Paylaş
Liderler zirvesinin en ilginç yanı Bahçeli ile Ecevit'in DYP konusundaki saptamaları. Her iki lidere göre, ilk oylamada en büyük fire DYP'de oldu.
Toplantıda Başbakan ile Başbakan Yardımcısı arasında bir rakam konuşulup konuşulmadığı bilinmiyor.
Ama Ankara kulislerinde DYP'den 50-55 milletvekilinin ret oyu verdiği yoğun bir şekilde konuşuluyor.
MHP Lideri Bahçeli'nin bu konuda yaptığı değerlendirme ise daha da ilginç.
Bahçeli'ye göre, DYP'nin amacı koalisyonun dengesini ve uyumunu bozmak. Ardından da koalisyon ortağı olmak.
Ecevit de DYP'deki firenin yüksek olduğu görüşüne katıldığını belirtiyor.
Doğal olarak iki liderin bu kanılarını Mesut Bey de aynen paylaşıyor.
Sanırım zirvedeki bu ortak kanı, alınan ‘‘5 artı 5 formülü geçmese bile hükümet devam edecek’’ kararında önemli bir rol oynadı.
Böylece oylamadan sonra günah keçisi olarak ilan edilen ANAP da bir ölçüde temize çıkmış oldu.
Çeşitli çevrelerin pompaladığı gibi ortaklar arasında ciddi bir güven bunalımı çıkmadığı da zirvede görüldü.
3 liderin ‘‘5 artı 5’’i bir hükümet bunalımına dönüştürmeme kararı, sağduyunun toplantıya egemen olduğunu da ortaya koydu.
* * *
Toplantıda varılan bu olumlu karardan sonra hiç kuşkusuz kamuoyu rahat bir nefes aldı.
Çünkü herkes, Anayasa değişikliğinin reddedilmesinin bir hükümet bunalımına dönüşmesinden ciddi şekilde endişe duyuyordu.
Zirve bu açıdan çok olumlu oldu.

________

*Çözülecek Problemler*
a: Liderler zirvesiyle ilgili metne göre, Ankara kulislerinde DYP'den kaç milletvekilinin ret oyu verdiği konuşuluyor?
b: Liderler zirvesiyle ilgili metinde "Doğal olarak iki" ile "bir rol oynadı." arasındaki bölümü, bu ifadeler dahil, hiçbir değişiklik yapmadan yazın.
c: Liderler zirvesiyle ilgili metinde kısaltmayla anılan siyasi partilerin hepsini sıralayın.

Nesnelerin nerede göründüğüne dair veri kümesi satırları:
________

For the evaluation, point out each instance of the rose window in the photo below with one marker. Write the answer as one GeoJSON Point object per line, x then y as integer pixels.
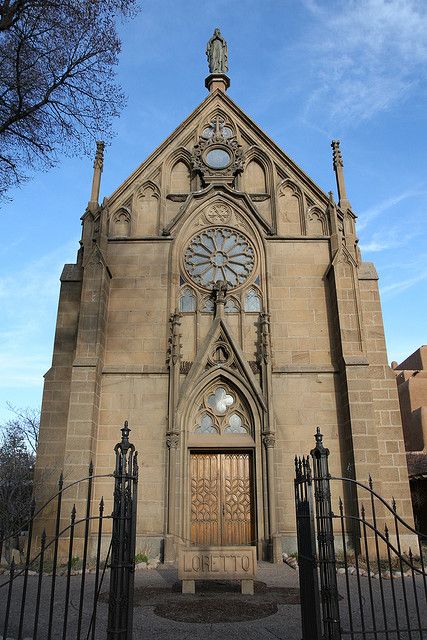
{"type": "Point", "coordinates": [217, 255]}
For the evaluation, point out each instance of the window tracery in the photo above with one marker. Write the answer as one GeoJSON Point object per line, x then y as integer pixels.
{"type": "Point", "coordinates": [219, 254]}
{"type": "Point", "coordinates": [220, 412]}
{"type": "Point", "coordinates": [253, 301]}
{"type": "Point", "coordinates": [187, 300]}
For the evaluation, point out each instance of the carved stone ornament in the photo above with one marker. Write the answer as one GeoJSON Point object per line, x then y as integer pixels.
{"type": "Point", "coordinates": [174, 343]}
{"type": "Point", "coordinates": [172, 439]}
{"type": "Point", "coordinates": [264, 338]}
{"type": "Point", "coordinates": [221, 354]}
{"type": "Point", "coordinates": [217, 157]}
{"type": "Point", "coordinates": [217, 53]}
{"type": "Point", "coordinates": [218, 213]}
{"type": "Point", "coordinates": [269, 440]}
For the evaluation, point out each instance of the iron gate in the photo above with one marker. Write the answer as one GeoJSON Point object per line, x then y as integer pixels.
{"type": "Point", "coordinates": [356, 578]}
{"type": "Point", "coordinates": [51, 593]}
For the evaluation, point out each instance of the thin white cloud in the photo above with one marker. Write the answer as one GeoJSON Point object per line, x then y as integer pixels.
{"type": "Point", "coordinates": [28, 300]}
{"type": "Point", "coordinates": [365, 56]}
{"type": "Point", "coordinates": [395, 288]}
{"type": "Point", "coordinates": [365, 217]}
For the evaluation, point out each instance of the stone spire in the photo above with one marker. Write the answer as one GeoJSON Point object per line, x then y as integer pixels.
{"type": "Point", "coordinates": [343, 202]}
{"type": "Point", "coordinates": [217, 55]}
{"type": "Point", "coordinates": [97, 170]}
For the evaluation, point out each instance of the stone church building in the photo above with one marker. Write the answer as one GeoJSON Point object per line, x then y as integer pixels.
{"type": "Point", "coordinates": [219, 302]}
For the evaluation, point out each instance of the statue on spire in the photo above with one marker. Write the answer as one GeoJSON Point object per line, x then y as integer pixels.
{"type": "Point", "coordinates": [217, 53]}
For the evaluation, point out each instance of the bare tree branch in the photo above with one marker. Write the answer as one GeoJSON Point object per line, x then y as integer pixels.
{"type": "Point", "coordinates": [57, 83]}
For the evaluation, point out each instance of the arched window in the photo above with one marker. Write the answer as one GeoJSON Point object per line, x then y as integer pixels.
{"type": "Point", "coordinates": [252, 300]}
{"type": "Point", "coordinates": [120, 224]}
{"type": "Point", "coordinates": [187, 300]}
{"type": "Point", "coordinates": [221, 411]}
{"type": "Point", "coordinates": [207, 305]}
{"type": "Point", "coordinates": [180, 178]}
{"type": "Point", "coordinates": [231, 306]}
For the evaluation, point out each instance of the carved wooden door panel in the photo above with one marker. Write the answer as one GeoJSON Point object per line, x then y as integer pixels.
{"type": "Point", "coordinates": [205, 499]}
{"type": "Point", "coordinates": [237, 504]}
{"type": "Point", "coordinates": [221, 499]}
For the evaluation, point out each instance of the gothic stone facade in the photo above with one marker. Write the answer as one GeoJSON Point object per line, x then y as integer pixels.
{"type": "Point", "coordinates": [219, 302]}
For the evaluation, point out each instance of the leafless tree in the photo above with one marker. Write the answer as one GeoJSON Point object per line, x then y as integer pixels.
{"type": "Point", "coordinates": [57, 80]}
{"type": "Point", "coordinates": [18, 442]}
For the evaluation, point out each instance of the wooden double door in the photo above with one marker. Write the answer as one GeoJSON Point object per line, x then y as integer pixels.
{"type": "Point", "coordinates": [222, 498]}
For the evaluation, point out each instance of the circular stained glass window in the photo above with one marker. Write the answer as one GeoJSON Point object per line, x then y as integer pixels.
{"type": "Point", "coordinates": [218, 158]}
{"type": "Point", "coordinates": [217, 255]}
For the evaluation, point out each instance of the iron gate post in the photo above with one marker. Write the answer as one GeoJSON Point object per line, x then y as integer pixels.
{"type": "Point", "coordinates": [120, 607]}
{"type": "Point", "coordinates": [307, 561]}
{"type": "Point", "coordinates": [325, 539]}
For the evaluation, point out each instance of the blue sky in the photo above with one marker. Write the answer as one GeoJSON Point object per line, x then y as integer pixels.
{"type": "Point", "coordinates": [306, 71]}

________

*Nihai Sonuçlar*
a: 50-55 milletvekilinin ret oyu verdiği konuşuluyor.

b:
Doğal olarak iki liderin bu kanılarını Mesut Bey de aynen paylaşıyor.
Sanırım zirvedeki bu ortak kanı, alınan ‘‘5 artı 5 formülü geçmese bile hükümet devam edecek’’ kararında önemli bir rol oynadı.

c: DYP, MHP, ANAP